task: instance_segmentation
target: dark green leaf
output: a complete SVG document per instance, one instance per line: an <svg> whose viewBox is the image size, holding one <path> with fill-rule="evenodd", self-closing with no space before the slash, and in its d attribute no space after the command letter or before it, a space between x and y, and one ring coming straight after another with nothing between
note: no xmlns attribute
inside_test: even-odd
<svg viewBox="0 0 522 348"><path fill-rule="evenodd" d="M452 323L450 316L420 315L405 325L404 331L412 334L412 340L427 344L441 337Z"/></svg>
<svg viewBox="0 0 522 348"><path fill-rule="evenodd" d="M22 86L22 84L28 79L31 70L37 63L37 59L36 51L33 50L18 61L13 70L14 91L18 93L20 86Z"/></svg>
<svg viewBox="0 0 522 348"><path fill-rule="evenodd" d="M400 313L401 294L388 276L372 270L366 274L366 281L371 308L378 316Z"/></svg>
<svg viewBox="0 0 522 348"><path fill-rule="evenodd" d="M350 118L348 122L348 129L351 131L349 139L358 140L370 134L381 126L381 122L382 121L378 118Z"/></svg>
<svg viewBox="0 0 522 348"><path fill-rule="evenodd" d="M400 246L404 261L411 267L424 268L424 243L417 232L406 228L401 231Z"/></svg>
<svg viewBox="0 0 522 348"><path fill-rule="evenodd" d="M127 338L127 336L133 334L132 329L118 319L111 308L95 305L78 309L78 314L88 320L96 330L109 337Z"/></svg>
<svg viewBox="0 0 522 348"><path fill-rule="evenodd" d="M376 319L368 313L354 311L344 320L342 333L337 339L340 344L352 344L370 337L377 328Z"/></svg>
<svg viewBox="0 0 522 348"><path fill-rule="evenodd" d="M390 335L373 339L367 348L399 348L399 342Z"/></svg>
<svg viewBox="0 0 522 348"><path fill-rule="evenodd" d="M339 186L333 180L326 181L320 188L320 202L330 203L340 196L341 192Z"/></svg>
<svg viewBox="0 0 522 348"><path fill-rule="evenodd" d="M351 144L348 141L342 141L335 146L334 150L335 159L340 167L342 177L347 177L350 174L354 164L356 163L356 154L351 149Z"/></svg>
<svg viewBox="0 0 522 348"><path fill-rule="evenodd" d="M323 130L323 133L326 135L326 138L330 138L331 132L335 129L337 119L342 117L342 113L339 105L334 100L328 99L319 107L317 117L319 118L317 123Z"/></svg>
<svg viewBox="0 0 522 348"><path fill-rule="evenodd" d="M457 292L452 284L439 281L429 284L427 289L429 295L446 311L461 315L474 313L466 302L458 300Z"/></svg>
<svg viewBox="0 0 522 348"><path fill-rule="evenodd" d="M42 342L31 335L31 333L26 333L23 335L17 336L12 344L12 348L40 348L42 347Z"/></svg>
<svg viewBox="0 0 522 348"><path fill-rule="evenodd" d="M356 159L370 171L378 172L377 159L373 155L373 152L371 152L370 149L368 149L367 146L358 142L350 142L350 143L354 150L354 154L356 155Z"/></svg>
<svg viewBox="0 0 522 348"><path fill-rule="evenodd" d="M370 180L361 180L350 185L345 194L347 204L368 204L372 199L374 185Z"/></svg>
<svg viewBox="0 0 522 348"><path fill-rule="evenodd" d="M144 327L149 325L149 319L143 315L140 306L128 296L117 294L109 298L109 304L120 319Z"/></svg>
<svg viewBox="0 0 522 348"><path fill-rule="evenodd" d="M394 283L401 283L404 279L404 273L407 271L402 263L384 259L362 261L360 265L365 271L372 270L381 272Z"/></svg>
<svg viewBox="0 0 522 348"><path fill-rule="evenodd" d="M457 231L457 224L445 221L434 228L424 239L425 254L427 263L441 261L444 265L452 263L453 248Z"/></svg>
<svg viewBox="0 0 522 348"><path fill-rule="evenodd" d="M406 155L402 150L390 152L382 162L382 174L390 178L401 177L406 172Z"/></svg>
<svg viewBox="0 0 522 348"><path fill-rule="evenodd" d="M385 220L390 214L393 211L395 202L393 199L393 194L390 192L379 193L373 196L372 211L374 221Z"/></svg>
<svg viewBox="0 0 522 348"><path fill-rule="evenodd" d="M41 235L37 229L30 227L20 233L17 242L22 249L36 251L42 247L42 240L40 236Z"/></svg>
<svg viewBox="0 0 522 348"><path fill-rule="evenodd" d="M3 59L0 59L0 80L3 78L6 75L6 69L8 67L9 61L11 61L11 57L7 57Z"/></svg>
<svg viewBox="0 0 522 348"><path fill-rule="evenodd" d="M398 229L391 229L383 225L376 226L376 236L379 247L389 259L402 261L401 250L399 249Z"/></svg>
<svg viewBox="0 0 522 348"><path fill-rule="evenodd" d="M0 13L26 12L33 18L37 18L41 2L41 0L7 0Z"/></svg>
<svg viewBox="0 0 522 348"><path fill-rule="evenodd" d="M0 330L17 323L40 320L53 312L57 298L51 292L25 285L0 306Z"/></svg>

::::

- WORK TO BE COMPLETED
Rewrite the rows above with "dark green leaf" replaced by "leaf" and every other character left unchanged.

- SOLVED EXERCISE
task: instance_segmentation
target: leaf
output: a complete SVG document per instance, one instance per line: an <svg> whose viewBox is the image size, holding one <path> with fill-rule="evenodd", self-closing with no space before the slash, and in its d attribute no space after the command letter or before it, a space between x and y, and one ring coming straight after another with nothing between
note: no xmlns attribute
inside_test: even-odd
<svg viewBox="0 0 522 348"><path fill-rule="evenodd" d="M452 323L450 316L420 315L405 325L404 331L412 334L412 340L427 344L441 337Z"/></svg>
<svg viewBox="0 0 522 348"><path fill-rule="evenodd" d="M22 86L22 84L28 79L31 70L37 63L37 59L36 51L33 50L18 61L13 70L14 91L18 93L20 86Z"/></svg>
<svg viewBox="0 0 522 348"><path fill-rule="evenodd" d="M400 313L401 294L388 276L372 270L366 274L366 281L371 308L378 316Z"/></svg>
<svg viewBox="0 0 522 348"><path fill-rule="evenodd" d="M350 118L348 122L348 129L351 131L349 139L358 140L370 134L381 126L381 122L382 121L378 118Z"/></svg>
<svg viewBox="0 0 522 348"><path fill-rule="evenodd" d="M400 246L404 261L411 267L424 268L424 243L417 232L406 228L401 231Z"/></svg>
<svg viewBox="0 0 522 348"><path fill-rule="evenodd" d="M127 338L127 336L133 334L132 329L118 319L111 308L95 305L78 309L78 314L88 320L96 330L109 337Z"/></svg>
<svg viewBox="0 0 522 348"><path fill-rule="evenodd" d="M376 319L368 313L354 311L344 320L342 333L337 339L340 344L352 344L370 337L377 328Z"/></svg>
<svg viewBox="0 0 522 348"><path fill-rule="evenodd" d="M390 335L373 339L367 348L399 348L399 342Z"/></svg>
<svg viewBox="0 0 522 348"><path fill-rule="evenodd" d="M339 186L333 180L326 181L320 188L320 202L330 203L340 196L341 192Z"/></svg>
<svg viewBox="0 0 522 348"><path fill-rule="evenodd" d="M351 144L348 141L342 141L335 146L334 150L335 159L340 167L342 177L347 177L350 174L354 164L356 163L356 154L351 149Z"/></svg>
<svg viewBox="0 0 522 348"><path fill-rule="evenodd" d="M323 130L323 133L326 135L326 138L330 138L331 132L335 129L337 119L342 117L342 113L339 105L334 100L328 99L319 107L317 117L319 118L317 123Z"/></svg>
<svg viewBox="0 0 522 348"><path fill-rule="evenodd" d="M457 292L452 284L439 281L429 284L427 289L429 295L446 311L461 315L474 313L466 302L458 300Z"/></svg>
<svg viewBox="0 0 522 348"><path fill-rule="evenodd" d="M42 342L31 335L31 333L26 333L23 335L17 336L12 344L12 348L40 348L42 347Z"/></svg>
<svg viewBox="0 0 522 348"><path fill-rule="evenodd" d="M356 159L370 171L378 172L377 159L373 155L373 152L371 152L370 149L368 149L367 146L358 142L350 142L350 143L354 150L354 154L356 155Z"/></svg>
<svg viewBox="0 0 522 348"><path fill-rule="evenodd" d="M370 180L361 180L350 185L345 194L347 204L368 204L372 199L374 185Z"/></svg>
<svg viewBox="0 0 522 348"><path fill-rule="evenodd" d="M144 327L149 325L149 319L143 315L140 306L128 296L117 294L109 298L109 304L120 319Z"/></svg>
<svg viewBox="0 0 522 348"><path fill-rule="evenodd" d="M394 283L401 283L404 279L404 273L407 271L402 263L384 259L362 261L360 265L365 271L372 270L381 272Z"/></svg>
<svg viewBox="0 0 522 348"><path fill-rule="evenodd" d="M457 231L457 224L445 221L434 228L424 239L425 254L427 263L441 261L444 265L452 263L453 248Z"/></svg>
<svg viewBox="0 0 522 348"><path fill-rule="evenodd" d="M406 155L402 150L390 152L382 162L382 174L390 178L401 177L406 172Z"/></svg>
<svg viewBox="0 0 522 348"><path fill-rule="evenodd" d="M385 220L390 214L393 211L395 202L393 199L393 194L390 192L379 193L373 196L372 211L374 221Z"/></svg>
<svg viewBox="0 0 522 348"><path fill-rule="evenodd" d="M41 235L37 229L30 227L20 233L17 242L22 249L36 251L42 247L42 240L40 236Z"/></svg>
<svg viewBox="0 0 522 348"><path fill-rule="evenodd" d="M3 59L0 59L0 80L3 78L6 75L6 69L8 67L9 61L11 61L11 57L7 57Z"/></svg>
<svg viewBox="0 0 522 348"><path fill-rule="evenodd" d="M398 229L391 229L383 225L376 226L376 236L379 247L389 259L402 261L401 250L399 249Z"/></svg>
<svg viewBox="0 0 522 348"><path fill-rule="evenodd" d="M0 13L26 12L33 18L37 18L41 2L41 0L7 0Z"/></svg>
<svg viewBox="0 0 522 348"><path fill-rule="evenodd" d="M0 330L17 323L40 320L53 312L57 298L51 292L25 285L0 306Z"/></svg>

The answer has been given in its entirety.